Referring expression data
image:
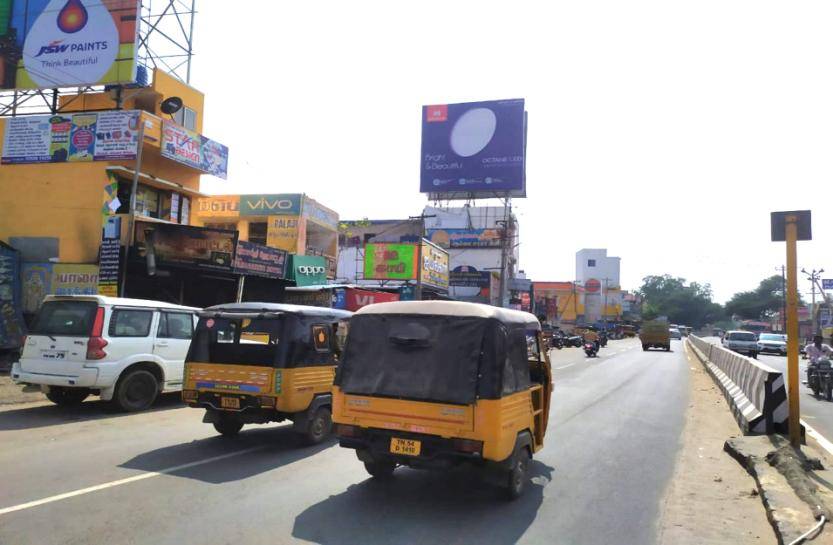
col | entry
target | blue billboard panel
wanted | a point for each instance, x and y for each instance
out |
(474, 149)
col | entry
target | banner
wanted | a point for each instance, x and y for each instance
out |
(281, 204)
(434, 266)
(68, 43)
(258, 260)
(195, 150)
(12, 327)
(467, 276)
(308, 270)
(465, 238)
(477, 149)
(390, 261)
(109, 259)
(101, 136)
(185, 246)
(72, 279)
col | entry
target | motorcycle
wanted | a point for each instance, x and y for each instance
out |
(591, 349)
(820, 379)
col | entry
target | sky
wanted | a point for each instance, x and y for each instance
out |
(663, 131)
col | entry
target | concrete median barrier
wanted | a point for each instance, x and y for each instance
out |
(756, 392)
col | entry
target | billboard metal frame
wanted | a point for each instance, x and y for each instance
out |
(165, 41)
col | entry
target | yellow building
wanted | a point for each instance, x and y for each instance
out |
(290, 221)
(52, 206)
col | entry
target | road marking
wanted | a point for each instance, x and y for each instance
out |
(128, 480)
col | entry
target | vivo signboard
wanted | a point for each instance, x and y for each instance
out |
(475, 149)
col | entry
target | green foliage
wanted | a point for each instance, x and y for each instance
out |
(687, 304)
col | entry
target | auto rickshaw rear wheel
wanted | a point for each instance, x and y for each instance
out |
(227, 426)
(518, 475)
(380, 469)
(320, 426)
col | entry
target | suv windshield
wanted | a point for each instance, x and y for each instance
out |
(65, 318)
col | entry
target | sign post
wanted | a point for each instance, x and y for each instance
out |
(790, 227)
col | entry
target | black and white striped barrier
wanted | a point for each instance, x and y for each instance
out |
(756, 392)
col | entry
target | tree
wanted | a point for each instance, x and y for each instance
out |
(760, 303)
(688, 304)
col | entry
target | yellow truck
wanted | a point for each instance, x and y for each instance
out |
(655, 334)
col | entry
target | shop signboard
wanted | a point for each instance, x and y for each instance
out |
(259, 260)
(465, 238)
(390, 261)
(109, 257)
(434, 269)
(282, 232)
(74, 279)
(81, 137)
(476, 149)
(467, 276)
(185, 246)
(68, 43)
(223, 206)
(193, 149)
(308, 270)
(280, 204)
(12, 327)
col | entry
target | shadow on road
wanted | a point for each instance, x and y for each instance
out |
(53, 415)
(280, 446)
(424, 507)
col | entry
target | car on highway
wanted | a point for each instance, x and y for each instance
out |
(742, 342)
(127, 351)
(428, 384)
(253, 363)
(772, 343)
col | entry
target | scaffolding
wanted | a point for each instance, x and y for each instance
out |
(165, 41)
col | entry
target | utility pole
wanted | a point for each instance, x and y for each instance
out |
(813, 277)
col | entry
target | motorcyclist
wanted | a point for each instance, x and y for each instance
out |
(817, 351)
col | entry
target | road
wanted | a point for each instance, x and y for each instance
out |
(89, 475)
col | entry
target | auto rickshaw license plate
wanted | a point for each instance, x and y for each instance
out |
(230, 402)
(408, 447)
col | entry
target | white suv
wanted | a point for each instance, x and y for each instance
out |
(742, 342)
(125, 350)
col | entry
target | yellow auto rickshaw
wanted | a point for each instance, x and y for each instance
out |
(432, 384)
(253, 363)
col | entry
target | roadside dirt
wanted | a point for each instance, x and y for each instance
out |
(11, 393)
(711, 499)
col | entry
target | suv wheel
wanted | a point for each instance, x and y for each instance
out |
(136, 391)
(67, 396)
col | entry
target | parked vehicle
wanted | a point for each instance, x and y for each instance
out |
(253, 363)
(772, 343)
(820, 379)
(125, 350)
(591, 349)
(655, 334)
(742, 342)
(427, 384)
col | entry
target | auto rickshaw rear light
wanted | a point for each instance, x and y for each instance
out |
(345, 430)
(468, 445)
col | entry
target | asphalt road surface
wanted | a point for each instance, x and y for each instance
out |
(89, 475)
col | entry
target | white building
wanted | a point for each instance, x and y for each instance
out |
(599, 274)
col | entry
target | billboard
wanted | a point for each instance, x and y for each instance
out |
(465, 238)
(258, 260)
(80, 137)
(195, 150)
(389, 261)
(434, 268)
(185, 246)
(67, 43)
(475, 149)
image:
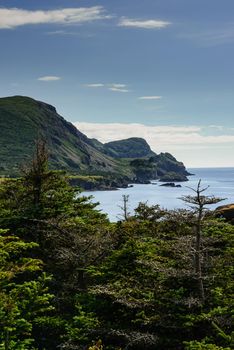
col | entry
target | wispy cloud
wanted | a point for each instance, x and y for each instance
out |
(118, 89)
(161, 138)
(95, 85)
(211, 37)
(143, 24)
(118, 86)
(150, 97)
(14, 17)
(49, 78)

> About this task
Leave the pictures out and reproduce every record above exactly.

> Your response
image:
col | entry
target | blue billboard panel
wanted | a point for each instance, x and y for each instance
out |
(474, 149)
col | entry
target | banner
wanted | a point for each instance, x and y for each instance
out |
(281, 204)
(434, 266)
(68, 43)
(258, 260)
(195, 150)
(12, 327)
(467, 276)
(308, 270)
(465, 238)
(477, 149)
(390, 261)
(109, 259)
(101, 136)
(185, 246)
(72, 279)
col | entry
target | motorcycle
wanted | a point for each instance, x and y for each instance
out |
(591, 349)
(820, 379)
col | entry
target | sky
wanted | a point for each instance, x and y for each instance
out |
(663, 131)
col | entry
target | concrete median barrier
wanted | a point for each instance, x and y for each instance
out |
(756, 392)
col | entry
target | billboard metal frame
wanted | a point for each instance, x and y for each instance
out |
(165, 41)
col | entry
target | yellow building
wanted | a point for each instance, x and y for each instance
out |
(290, 221)
(52, 206)
col | entry
target | road marking
wanted | a point for each instance, x and y for each instance
out |
(128, 480)
col | entry
target | vivo signboard
wanted | a point for each instance, x and y for each instance
out |
(475, 149)
col | entry
target | green foliage
wanted | a point for each instance, x and y for each instance
out |
(687, 304)
col | entry
target | auto rickshaw rear wheel
wanted | a point for each instance, x and y for each instance
out |
(227, 426)
(518, 475)
(380, 469)
(320, 426)
col | entry
target | suv windshield
wanted | a point for each instance, x and y for each instance
out |
(65, 318)
col | entry
target | sign post
wanted | a point for each instance, x and y for each instance
out |
(790, 227)
col | entry
target | black and white striped barrier
wanted | a point for each instance, x and y for each instance
out |
(756, 392)
col | entry
target | tree
wanted | a point for each instance, x and y for each instance
out |
(760, 303)
(688, 304)
col | entry
target | yellow truck
wanted | a point for each instance, x and y for each instance
out |
(655, 334)
col | entry
target | shop signboard
wanted | a point for each instance, x and y for each instance
out |
(259, 260)
(465, 238)
(390, 261)
(109, 257)
(434, 269)
(282, 232)
(74, 279)
(81, 137)
(476, 149)
(467, 276)
(185, 246)
(68, 43)
(223, 206)
(193, 149)
(308, 270)
(280, 204)
(12, 327)
col | entry
target | shadow on road
wanted | a point for each instance, x and y for each instance
out |
(53, 415)
(280, 446)
(424, 507)
col | entry
target | car on highway
wanted | a point for each instance, x and y for each instance
out |
(742, 342)
(127, 351)
(428, 384)
(253, 363)
(772, 343)
col | entry
target | scaffolding
wanted | a point for each instance, x and y for each instance
out |
(165, 41)
col | entry
target | utility pole
wanted | a point for each instance, x and y for each instance
out |
(813, 277)
col | entry
target | motorcyclist
wanted | a point for each instance, x and y for each instance
out |
(817, 351)
col | entry
target | road
wanted | a point for each instance, x and y for each instance
out |
(89, 475)
col | entry
target | auto rickshaw license plate
wanted | a point for each instance, x and y for each instance
out |
(230, 402)
(408, 447)
col | entry
target | white suv
wanted | a point for each instance, x and y for each instance
out |
(742, 342)
(125, 350)
col | entry
target | yellow auto rickshaw
wanted | a point for each instance, x and y for each instance
out |
(432, 384)
(253, 363)
col | entry
target | roadside dirt
wanted | a point for each instance, x and y for each instance
out |
(11, 393)
(711, 499)
col | entry
target | suv wheel
wanted | a point for each instance, x and y for each instance
out |
(136, 391)
(67, 396)
col | entry
target | parked vehicle
wanted | a point for each instance, x and y for each instance
out |
(253, 363)
(772, 343)
(820, 379)
(125, 350)
(591, 349)
(655, 334)
(742, 342)
(427, 384)
col | entry
target | auto rickshaw rear light
wanted | a point for each instance, x and y for each instance
out |
(345, 430)
(468, 445)
col | entry
target | asphalt road surface
wanted | a point for each instance, x and y for each instance
out |
(89, 475)
col | entry
target | white building
wanted | a point for each instance, x and y for each instance
out |
(599, 274)
col | entry
target | billboard
wanted | a point for each instance, x and y for each instance
out |
(465, 238)
(258, 260)
(80, 137)
(195, 150)
(389, 261)
(434, 268)
(185, 246)
(67, 43)
(475, 149)
image:
col | entry
target | wispy cloud
wanted | a point for each instance, x and y for each instance
out |
(118, 89)
(161, 138)
(95, 85)
(211, 37)
(143, 24)
(118, 86)
(150, 97)
(14, 17)
(49, 78)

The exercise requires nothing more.